** Start of Extract to read **

# Helping Dad find his missing ST Dupont lighter



## nhuiii (Jul 23, 2013)

Hi, 
I'm new to the ST Dupont lighters,cigars but the familiar sound that the cling sound when Dad lights up one of his cigars is a sound I'll never forget. Dad used to own one until our house was burgled and whilst he misses it he has never got around to replacing it.
View attachment 78947
View attachment 78948

I have someone offering me something which looks like the one that Dad used to have especially when he lit up his cigars with it. But am weary of fakes. And I wouldn't know which model except being able to point at a picture and say this is what looked like Dad used to have.

Could anyone confirm if this is the real deal please? Should the cap be this color? 
Any advise would be appreciated.
Thanks in advance.


----------



## bpegler (Mar 30, 2006)

That appears to be a ST Dupont Ligne 1. The cap bottom is the color of Dupont gas refill you would use. In this case red.

Although the Ligne 1 is far less counterfeited than the Ligne 2, telling for sure from a picture is incredibly difficult.

Keep in mind that the "ping" sound is more pronounced in the Ligne 2.

Hope this helps.


----------



## MrRogers (Jun 15, 2009)

I agree, its cant be conformed online, at least not by me. However, I have a Ligne 1 that looks exactly like the one you posted in every detail. Calling St Dupont with the serial number may allow you to conform the authenticity.


----------



## nhuiii (Jul 23, 2013)

Thanks guys but why is the cap white? Shouldn't it be the same colour of the lighter?


----------



## bpegler (Mar 30, 2006)

nhuiii said:


> Thanks guys but why is the cap white? Shouldn't it be the same colour of the lighter?


I see what you mean. Thought that was from the flash.

Yes it should absolutely be the same color. My guess is that someone lost the original cap, and that is a replacement.


----------



## nhuiii (Jul 23, 2013)

Thanks guys for the info, just to make my dad happy, I'll be getting it though the asking price is close to 120USD. 
Would that be a fair price or am i getting ripped? 
I know I should be using the search function so far both of you guys have been great is there a number that I can contact ST Dupont on?

Cheers


----------

** End of Extract to read **

### What this task involves
Please say which model bpegler identifies the lighter as in the thread about the missing ST Dupont lighter.

** Start of Material supplied **

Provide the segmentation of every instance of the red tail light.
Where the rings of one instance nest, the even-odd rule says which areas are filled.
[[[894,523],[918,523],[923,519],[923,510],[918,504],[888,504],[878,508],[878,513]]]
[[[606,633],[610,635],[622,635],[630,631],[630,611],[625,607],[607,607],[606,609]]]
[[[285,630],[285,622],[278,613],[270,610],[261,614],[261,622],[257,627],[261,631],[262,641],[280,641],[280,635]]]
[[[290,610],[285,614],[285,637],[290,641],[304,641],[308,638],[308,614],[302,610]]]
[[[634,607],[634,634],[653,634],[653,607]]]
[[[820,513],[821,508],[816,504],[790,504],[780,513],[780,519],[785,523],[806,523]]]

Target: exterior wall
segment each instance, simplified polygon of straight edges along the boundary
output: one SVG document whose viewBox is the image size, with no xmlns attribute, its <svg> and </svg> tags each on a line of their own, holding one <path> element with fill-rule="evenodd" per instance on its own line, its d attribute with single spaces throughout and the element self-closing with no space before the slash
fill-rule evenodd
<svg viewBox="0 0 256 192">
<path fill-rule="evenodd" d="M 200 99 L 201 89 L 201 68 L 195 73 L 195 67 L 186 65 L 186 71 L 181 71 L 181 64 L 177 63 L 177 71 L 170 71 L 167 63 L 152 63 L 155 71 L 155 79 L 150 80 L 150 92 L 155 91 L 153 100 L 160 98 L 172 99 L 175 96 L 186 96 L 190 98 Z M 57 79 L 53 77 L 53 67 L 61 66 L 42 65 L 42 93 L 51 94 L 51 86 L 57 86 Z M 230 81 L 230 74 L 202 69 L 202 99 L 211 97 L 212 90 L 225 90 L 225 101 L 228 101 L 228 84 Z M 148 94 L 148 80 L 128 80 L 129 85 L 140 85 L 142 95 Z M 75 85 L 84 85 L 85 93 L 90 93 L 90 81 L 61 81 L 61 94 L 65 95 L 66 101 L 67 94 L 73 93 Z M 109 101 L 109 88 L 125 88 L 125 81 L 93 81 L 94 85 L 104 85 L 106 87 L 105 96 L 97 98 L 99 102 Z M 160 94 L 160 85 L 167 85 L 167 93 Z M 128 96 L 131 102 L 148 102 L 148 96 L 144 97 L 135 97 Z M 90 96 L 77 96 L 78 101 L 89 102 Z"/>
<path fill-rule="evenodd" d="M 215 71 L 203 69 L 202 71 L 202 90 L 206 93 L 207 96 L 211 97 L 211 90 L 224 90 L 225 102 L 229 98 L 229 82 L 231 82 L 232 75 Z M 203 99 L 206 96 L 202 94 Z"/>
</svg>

** End of Material supplied **

### Exercise output
An ST Dupont Ligne 1.